■ **Instructions for the task**
Repeat word for word everything from the line containing "Tag person's arm" to the end of the listing, first and last lines included, and only that.

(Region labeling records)
* * * *

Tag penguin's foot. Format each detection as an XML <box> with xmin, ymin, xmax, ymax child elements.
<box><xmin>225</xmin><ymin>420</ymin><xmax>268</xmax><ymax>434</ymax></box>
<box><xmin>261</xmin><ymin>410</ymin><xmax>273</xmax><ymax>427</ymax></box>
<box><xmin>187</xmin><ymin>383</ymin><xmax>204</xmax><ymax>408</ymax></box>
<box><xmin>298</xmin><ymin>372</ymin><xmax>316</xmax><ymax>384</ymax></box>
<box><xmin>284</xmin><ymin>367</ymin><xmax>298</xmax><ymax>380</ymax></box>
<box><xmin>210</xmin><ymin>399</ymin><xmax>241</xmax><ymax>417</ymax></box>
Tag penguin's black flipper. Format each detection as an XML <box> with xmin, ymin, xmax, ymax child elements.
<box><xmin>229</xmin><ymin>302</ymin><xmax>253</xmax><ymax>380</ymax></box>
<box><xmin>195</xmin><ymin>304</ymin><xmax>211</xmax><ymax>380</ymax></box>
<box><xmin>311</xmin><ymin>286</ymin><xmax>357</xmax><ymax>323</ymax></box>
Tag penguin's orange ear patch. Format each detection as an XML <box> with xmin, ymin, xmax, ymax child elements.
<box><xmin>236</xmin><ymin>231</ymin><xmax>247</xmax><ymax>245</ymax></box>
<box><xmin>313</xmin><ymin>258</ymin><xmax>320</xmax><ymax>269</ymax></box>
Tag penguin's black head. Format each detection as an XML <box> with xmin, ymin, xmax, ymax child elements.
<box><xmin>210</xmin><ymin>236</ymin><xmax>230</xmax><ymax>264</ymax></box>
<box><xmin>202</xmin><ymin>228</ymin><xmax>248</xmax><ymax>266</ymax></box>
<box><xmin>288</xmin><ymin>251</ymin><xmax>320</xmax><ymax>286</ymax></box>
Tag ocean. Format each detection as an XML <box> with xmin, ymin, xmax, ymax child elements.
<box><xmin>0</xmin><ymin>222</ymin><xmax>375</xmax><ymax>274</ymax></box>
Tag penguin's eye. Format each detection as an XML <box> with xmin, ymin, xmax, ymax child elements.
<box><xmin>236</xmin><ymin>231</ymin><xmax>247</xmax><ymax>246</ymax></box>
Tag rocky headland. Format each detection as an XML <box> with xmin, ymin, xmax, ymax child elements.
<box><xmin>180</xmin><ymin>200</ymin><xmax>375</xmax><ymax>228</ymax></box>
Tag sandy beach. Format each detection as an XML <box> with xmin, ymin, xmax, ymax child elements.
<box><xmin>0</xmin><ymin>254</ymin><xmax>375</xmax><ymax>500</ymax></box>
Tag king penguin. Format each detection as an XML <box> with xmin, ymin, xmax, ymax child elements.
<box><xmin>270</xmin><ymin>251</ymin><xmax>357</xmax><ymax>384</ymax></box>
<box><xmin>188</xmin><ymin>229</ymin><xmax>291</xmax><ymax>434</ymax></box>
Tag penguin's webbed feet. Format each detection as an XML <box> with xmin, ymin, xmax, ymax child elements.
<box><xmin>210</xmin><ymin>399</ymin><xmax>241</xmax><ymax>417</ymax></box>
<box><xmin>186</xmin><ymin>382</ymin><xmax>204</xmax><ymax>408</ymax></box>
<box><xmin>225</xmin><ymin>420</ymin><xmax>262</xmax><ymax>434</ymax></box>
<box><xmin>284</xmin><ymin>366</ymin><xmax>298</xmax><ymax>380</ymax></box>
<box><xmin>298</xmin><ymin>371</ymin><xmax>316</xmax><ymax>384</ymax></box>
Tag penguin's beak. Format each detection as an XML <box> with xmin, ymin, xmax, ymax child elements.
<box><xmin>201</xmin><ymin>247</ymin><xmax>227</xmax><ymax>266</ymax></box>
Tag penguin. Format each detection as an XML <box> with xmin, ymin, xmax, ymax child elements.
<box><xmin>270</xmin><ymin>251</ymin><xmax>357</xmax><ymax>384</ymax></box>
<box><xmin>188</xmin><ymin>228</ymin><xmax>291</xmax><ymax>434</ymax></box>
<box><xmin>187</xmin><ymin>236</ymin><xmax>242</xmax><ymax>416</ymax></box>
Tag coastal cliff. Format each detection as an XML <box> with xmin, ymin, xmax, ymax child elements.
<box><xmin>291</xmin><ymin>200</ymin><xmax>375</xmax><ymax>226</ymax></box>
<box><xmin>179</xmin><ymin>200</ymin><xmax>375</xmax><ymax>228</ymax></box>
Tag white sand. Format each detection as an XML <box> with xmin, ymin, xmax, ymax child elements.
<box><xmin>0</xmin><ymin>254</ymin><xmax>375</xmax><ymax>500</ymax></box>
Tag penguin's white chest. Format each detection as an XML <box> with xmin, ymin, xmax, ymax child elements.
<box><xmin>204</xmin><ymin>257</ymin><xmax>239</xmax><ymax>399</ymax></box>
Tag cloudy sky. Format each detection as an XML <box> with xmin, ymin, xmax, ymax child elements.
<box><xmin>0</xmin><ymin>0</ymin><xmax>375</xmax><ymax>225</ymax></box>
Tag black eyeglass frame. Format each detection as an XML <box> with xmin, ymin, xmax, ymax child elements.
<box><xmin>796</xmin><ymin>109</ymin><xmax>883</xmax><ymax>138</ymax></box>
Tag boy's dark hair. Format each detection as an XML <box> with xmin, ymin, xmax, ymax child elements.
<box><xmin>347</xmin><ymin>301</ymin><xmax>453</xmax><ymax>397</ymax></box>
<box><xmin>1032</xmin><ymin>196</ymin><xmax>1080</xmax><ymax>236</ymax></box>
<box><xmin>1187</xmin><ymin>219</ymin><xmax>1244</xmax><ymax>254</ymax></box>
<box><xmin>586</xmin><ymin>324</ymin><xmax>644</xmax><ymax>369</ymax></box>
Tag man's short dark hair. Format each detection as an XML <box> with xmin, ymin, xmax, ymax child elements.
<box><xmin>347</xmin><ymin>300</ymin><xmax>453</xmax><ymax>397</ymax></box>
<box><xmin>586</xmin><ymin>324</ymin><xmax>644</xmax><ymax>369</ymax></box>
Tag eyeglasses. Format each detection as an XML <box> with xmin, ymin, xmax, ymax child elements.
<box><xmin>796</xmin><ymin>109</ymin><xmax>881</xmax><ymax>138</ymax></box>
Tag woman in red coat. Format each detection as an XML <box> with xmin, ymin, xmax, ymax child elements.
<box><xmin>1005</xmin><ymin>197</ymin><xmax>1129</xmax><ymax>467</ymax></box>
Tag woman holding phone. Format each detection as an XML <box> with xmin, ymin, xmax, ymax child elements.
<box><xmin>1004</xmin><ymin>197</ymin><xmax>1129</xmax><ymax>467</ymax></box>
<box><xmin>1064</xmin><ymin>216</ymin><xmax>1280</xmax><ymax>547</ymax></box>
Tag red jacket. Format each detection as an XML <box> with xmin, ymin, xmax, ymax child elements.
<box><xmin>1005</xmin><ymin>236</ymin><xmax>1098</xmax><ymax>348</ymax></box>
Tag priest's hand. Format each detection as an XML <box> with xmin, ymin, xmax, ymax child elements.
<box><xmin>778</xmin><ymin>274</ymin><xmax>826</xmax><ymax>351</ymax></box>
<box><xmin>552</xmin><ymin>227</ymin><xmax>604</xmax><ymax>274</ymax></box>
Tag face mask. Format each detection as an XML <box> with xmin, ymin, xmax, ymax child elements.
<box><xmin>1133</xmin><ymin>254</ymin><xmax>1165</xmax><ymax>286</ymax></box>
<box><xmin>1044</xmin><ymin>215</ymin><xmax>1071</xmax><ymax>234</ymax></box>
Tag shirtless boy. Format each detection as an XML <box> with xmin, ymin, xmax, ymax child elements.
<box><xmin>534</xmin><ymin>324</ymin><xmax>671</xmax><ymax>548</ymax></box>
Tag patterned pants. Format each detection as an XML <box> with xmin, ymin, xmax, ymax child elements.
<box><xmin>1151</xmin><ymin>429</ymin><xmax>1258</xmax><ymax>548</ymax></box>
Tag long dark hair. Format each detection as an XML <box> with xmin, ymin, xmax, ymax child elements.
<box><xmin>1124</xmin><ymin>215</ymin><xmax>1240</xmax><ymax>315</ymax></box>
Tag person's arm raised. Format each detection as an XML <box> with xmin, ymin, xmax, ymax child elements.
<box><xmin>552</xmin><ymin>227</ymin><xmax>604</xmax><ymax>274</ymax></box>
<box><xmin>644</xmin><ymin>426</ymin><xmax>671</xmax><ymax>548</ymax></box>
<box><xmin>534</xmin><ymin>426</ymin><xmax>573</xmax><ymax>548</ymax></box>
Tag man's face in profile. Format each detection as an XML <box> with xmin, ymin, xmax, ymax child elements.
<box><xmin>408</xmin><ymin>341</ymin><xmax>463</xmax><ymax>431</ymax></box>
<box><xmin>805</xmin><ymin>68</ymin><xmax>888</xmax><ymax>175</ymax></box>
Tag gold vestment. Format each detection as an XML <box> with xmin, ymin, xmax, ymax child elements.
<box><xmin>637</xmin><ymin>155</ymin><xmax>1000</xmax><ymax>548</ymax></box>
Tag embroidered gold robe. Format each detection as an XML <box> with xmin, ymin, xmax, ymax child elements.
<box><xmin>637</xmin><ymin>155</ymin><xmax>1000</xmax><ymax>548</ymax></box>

* * * *

■ **Completed task**
Tag person's arm raised. Format each detection as an XML <box> with xmin, ymin, xmax, ymax child elements.
<box><xmin>552</xmin><ymin>227</ymin><xmax>604</xmax><ymax>274</ymax></box>
<box><xmin>644</xmin><ymin>426</ymin><xmax>671</xmax><ymax>548</ymax></box>
<box><xmin>534</xmin><ymin>426</ymin><xmax>573</xmax><ymax>548</ymax></box>
Tag man's face in profile. Format each detection as an XML <box> with xmin, ymin, xmax, ymax child elements.
<box><xmin>408</xmin><ymin>341</ymin><xmax>463</xmax><ymax>431</ymax></box>
<box><xmin>805</xmin><ymin>68</ymin><xmax>888</xmax><ymax>175</ymax></box>
Tag gold vestment. Format each detection as an XML <box> with xmin, ymin, xmax, ymax child elements.
<box><xmin>637</xmin><ymin>155</ymin><xmax>1000</xmax><ymax>548</ymax></box>
Tag embroidered gold robe. Format each detection as an XML <box> with xmin, ymin, xmax, ymax child elements.
<box><xmin>637</xmin><ymin>155</ymin><xmax>1000</xmax><ymax>548</ymax></box>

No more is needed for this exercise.